Description of the task
Transcribe every line of the listing below without any changes.

--------------------

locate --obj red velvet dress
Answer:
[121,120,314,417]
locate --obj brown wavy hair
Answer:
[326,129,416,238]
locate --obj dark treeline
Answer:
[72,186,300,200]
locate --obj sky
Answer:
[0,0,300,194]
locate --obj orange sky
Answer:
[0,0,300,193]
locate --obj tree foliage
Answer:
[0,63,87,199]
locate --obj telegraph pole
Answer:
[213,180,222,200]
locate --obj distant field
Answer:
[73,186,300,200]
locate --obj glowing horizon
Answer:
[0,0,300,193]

--------------------

Output
locate --obj red velvet dress
Answer:
[121,120,314,417]
locate --obj brown wavy hair
Answer:
[326,129,416,238]
locate --obj dark treeline
Answer:
[72,186,300,200]
locate --obj sky
Answer:
[0,0,300,194]
locate --obj orange sky
Answer:
[0,0,300,193]
locate --obj tree foliage
Answer:
[0,63,87,199]
locate --obj telegraph pole
Answer:
[213,180,222,200]
locate --obj distant field
Answer:
[73,186,300,200]
locate --obj glowing horizon
Answer:
[0,0,300,193]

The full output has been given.